• _ФРАГМЕНТ ДОКУМЕНТА_

◆ ◆ ◆

Допросом обвиняемых закончился первый день суда - все до единого "члены группы" не признали себя виновными в предъявленных обвинениях и отказались от показаний, подписанных во вредя предварительного следствия, и это сыграло, пожалуй, решающую роль. Они говорили суду правду, несмотря на то, что почти всех накануне суда вызывали к себе работники горотдела НКВД и угрожали, что, дескать, если вы на суде откажетесь от своих "показаний", то это может плохо окончиться для вас.

На второй день суд предоставил всем подсудимым последнее слово. Я всю ночь не спал и думал: что я должен сказать? Решил быть предельно кратким и ни о чём не просить. За ночь сочинил и заучил своё выступление. Если судебный процесс начинался с "рядовых членов группы", то последнее слово предоставлялось наоборот. Сначала оно было дано М.Г.Бондаренко, потом - мне. И я сказал: "Граждане судьи! Я прожил короткую, но хорошую, честную жизнь. Я не совершал никаких преступлений против большевистской партии, советской власти и советского народа. Поэтому мне не в чем раскаиваться и не о чем просить вас. Я знаю: моя судьба и жизнь находятся в ваших руках, и я с доверием вручаю их советскому правосудию. Я закончил."
Суд вынес оправдательный приговор: всех семерых "считать оправданными и из под стражи немедленно освободить".
В течение всего суда я смог сохранять внешнее спокойствие. Но… закончилось чтение приговора. Начальник охраны всем объявил: "Вы свободны" и, показав на дверь, сказал: "Можете выходить на улицу". Товарищи по несчастью бросились ко мне, стали обнимать, целовать и благодарить за самообладание, которое помогло и им стать свободными. Я не выдержал. Спазмы сдавили мне горло и слёзы, обильные слёзы покатились по моим щекам.

Из зала суда мы попали сразу на улицу. Было послеобеденное время. Южное солнце ослепило нас. Мои глаза за два с половиной года пребывания в подвале отвыкли от дневного, тем более солнечного, света, и мне трудно было смотреть. Но при выходе на улицу я, прежде всего, обратил внимание на то, как здорово подросли молодые деревца, высаженные вдоль тротуара у здания НКВД!
С улицы мы уже как свободные граждане зашли в горотдел НКВД, поднялись на третий этаж. Один из сотрудников горотдела провёл нас в кабинет к председателю трибунала. Он лично вручил каждому из нас справку о том, что мы по суду оправданы. Коммунистам (нас было трое из 7) рекомендовал сразу же обратиться в горком партии о восстановлении в партии. Всем посоветовал не распространяться о том, что мы пережили и видели за время пребывания под следствием. С этим я и мои товарищи по несчастью покинули ДПЗ.

◆ ◆ ◆

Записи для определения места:
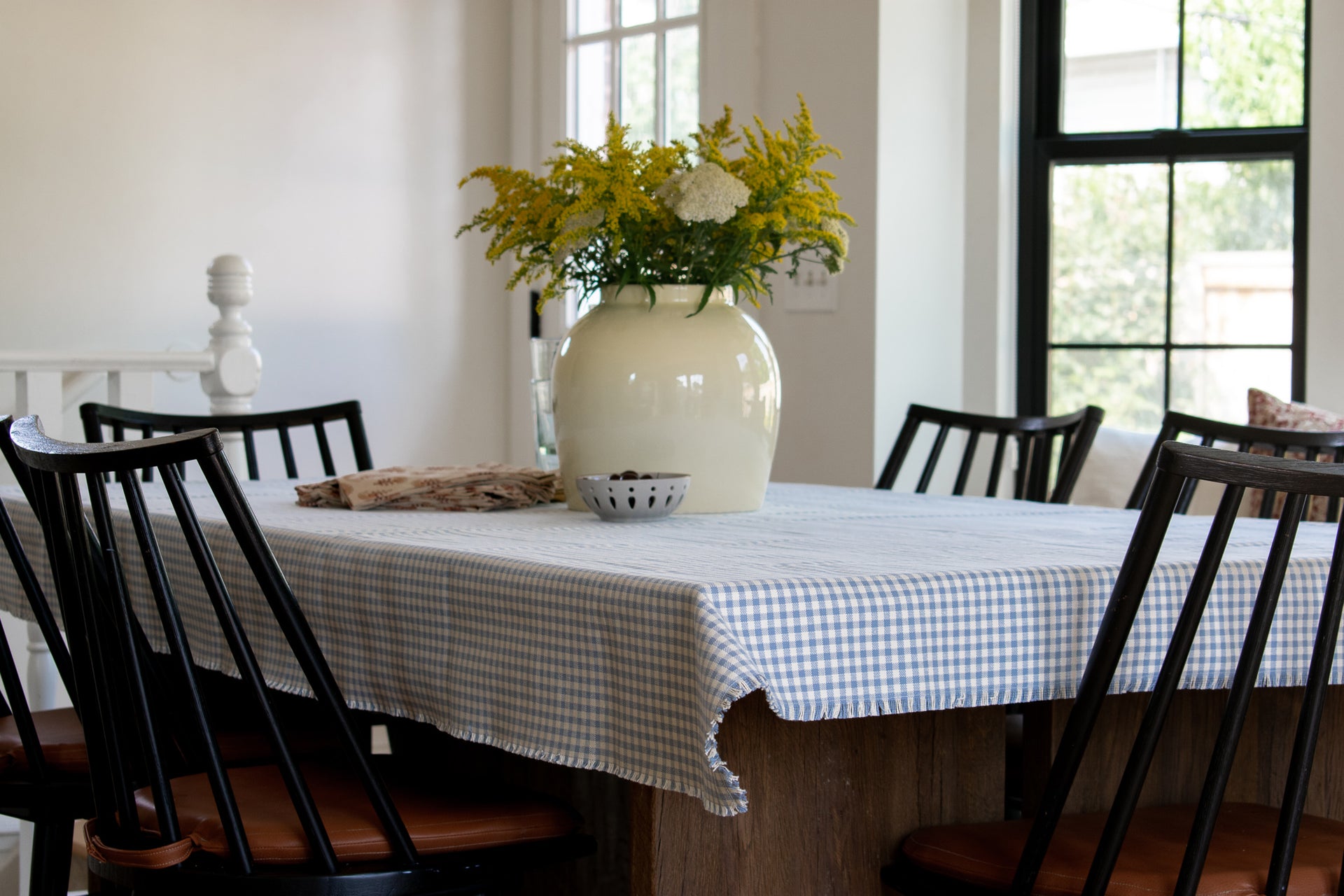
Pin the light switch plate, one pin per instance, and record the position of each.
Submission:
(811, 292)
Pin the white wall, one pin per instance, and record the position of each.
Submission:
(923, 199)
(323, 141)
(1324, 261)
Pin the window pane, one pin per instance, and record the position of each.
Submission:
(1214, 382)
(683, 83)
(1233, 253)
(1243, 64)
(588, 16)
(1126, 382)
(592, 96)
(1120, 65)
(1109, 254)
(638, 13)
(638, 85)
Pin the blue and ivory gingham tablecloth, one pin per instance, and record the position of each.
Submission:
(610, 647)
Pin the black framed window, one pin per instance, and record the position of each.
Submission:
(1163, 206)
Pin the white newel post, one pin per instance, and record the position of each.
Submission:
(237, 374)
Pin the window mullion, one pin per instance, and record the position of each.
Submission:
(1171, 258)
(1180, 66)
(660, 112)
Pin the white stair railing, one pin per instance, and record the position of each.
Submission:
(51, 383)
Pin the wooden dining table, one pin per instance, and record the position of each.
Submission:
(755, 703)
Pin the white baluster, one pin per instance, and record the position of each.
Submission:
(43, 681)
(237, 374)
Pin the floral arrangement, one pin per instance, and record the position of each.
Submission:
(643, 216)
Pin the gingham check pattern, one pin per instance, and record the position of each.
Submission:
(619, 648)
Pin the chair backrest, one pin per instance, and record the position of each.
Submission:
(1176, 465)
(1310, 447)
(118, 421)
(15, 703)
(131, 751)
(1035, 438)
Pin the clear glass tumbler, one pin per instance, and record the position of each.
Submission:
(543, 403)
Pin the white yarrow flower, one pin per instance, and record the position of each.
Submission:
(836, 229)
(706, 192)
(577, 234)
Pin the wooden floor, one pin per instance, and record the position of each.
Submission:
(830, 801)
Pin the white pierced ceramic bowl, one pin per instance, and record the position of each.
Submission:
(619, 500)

◆ ◆ ◆

• _ЗАДАЧА 1_
Выпишите из текста о суде всё, против чего, согласно прозвучавшему последнему слову, не совершалось никаких преступлений.
• _ЗАДАЧА 2_
Процитируйте отрывок из текста о суде: начните со слов, где есть «Суд вынес оправдательный», и остановитесь после слов «у здания НКВД!».
• _ЗАДАЧА 3_
Сколько коммунистов было среди семерых оправданных, судя по тексту о суде?

• _ОТВЕТ К ЗАДАНИЮ 1_
Большевистская партия, советская власть, советский народ.

• _ОТВЕТ К ЗАДАНИЮ 2_
Суд вынес оправдательный приговор: всех семерых "считать оправданными и из под стражи немедленно освободить".
В течение всего суда я смог сохранять внешнее спокойствие. Но… закончилось чтение приговора. Начальник охраны всем объявил: "Вы свободны" и, показав на дверь, сказал: "Можете выходить на улицу". Товарищи по несчастью бросились ко мне, стали обнимать, целовать и благодарить за самообладание, которое помогло и им стать свободными. Я не выдержал. Спазмы сдавили мне горло и слёзы, обильные слёзы покатились по моим щекам.

Из зала суда мы попали сразу на улицу. Было послеобеденное время. Южное солнце ослепило нас. Мои глаза за два с половиной года пребывания в подвале отвыкли от дневного, тем более солнечного, света, и мне трудно было смотреть. Но при выходе на улицу я, прежде всего, обратил внимание на то, как здорово подросли молодые деревца, высаженные вдоль тротуара у здания НКВД!

• _ОТВЕТ К ЗАДАНИЮ 3_
Трое.